Metadata-Version: 2.2
Name: scraperator
Version: 0.0.5
Summary: A flexible web scraping toolkit with caching capabilities
Author-email: Arved Klöhn <arved.kloehn@gmail.com>
License: MIT
Project-URL: homepage, https://github.com/Redundando/scraperator
Project-URL: repository, https://github.com/Redundando/scraperator
Project-URL: documentation, https://github.com/Redundando/scraperator#readme
Classifier: Development Status :: 4 - Beta
Classifier: Intended Audience :: Developers
Classifier: License :: OSI Approved :: MIT License
Classifier: Programming Language :: Python :: 3
Classifier: Programming Language :: Python :: 3.7
Classifier: Programming Language :: Python :: 3.8
Classifier: Programming Language :: Python :: 3.9
Classifier: Programming Language :: Python :: 3.10
Classifier: Topic :: Internet :: WWW/HTTP
Classifier: Topic :: Software Development :: Libraries :: Python Modules
Requires-Python: >=3.7
Description-Content-Type: text/markdown
Requires-Dist: requests>=2.25.0
Requires-Dist: beautifulsoup4>=4.9.0
Requires-Dist: playwright>=1.20.0
Requires-Dist: python-slugify>=5.0.0
Requires-Dist: cacherator>=0.0.8
Provides-Extra: dev
Requires-Dist: pytest>=6.0.0; extra == "dev"

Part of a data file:
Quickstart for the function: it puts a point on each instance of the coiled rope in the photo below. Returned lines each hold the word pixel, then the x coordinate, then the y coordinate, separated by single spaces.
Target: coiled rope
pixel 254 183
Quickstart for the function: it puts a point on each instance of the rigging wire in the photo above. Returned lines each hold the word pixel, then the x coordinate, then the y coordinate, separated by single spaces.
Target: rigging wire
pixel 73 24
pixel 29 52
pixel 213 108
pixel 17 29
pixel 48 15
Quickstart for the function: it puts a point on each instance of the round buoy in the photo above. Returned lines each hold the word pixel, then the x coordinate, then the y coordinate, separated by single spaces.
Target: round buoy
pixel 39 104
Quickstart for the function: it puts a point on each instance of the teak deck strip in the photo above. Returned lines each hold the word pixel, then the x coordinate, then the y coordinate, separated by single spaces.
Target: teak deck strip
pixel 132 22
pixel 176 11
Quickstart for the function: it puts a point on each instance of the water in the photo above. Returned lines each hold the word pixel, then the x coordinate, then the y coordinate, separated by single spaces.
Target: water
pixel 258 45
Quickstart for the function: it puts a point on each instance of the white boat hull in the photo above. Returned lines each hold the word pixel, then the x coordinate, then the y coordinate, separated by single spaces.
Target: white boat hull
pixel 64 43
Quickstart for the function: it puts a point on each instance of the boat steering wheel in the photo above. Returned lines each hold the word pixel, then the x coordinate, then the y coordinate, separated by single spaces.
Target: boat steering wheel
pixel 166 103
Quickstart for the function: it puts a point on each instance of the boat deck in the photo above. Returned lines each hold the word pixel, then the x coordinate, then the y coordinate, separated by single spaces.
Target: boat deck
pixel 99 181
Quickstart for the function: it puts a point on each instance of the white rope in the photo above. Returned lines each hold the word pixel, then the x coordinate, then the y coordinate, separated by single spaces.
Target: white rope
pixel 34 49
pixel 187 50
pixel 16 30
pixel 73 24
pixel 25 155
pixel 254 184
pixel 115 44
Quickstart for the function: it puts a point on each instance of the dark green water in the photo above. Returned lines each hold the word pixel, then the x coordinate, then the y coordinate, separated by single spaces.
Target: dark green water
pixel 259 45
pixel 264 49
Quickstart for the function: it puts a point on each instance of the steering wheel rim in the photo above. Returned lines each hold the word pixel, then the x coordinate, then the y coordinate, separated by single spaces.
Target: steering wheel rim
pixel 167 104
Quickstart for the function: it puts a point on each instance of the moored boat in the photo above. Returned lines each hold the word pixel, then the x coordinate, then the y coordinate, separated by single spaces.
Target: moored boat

_GIVEN EXERCISE 1_
According to the scraperator package metadata, what is the minimum Python version required?
_GIVEN EXERCISE 2_
Carry the scraperator package metadata on from its final line.

_WRITTEN RESPONSE 1_
Python 3.7 (Requires-Python: >=3.7).

_WRITTEN RESPONSE 2_
Requires-Dist: black>=21.5b2; extra == "dev"
Requires-Dist: isort>=5.9.1; extra == "dev"
Requires-Dist: mypy>=0.900; extra == "dev"
Requires-Dist: twine>=3.4.1; extra == "dev"

# Scraperator

A flexible web scraping toolkit with intelligent caching capabilities, supporting different fetching methods (Requests and Playwright) with automatic fallbacks, persistent caching, and Markdown conversion.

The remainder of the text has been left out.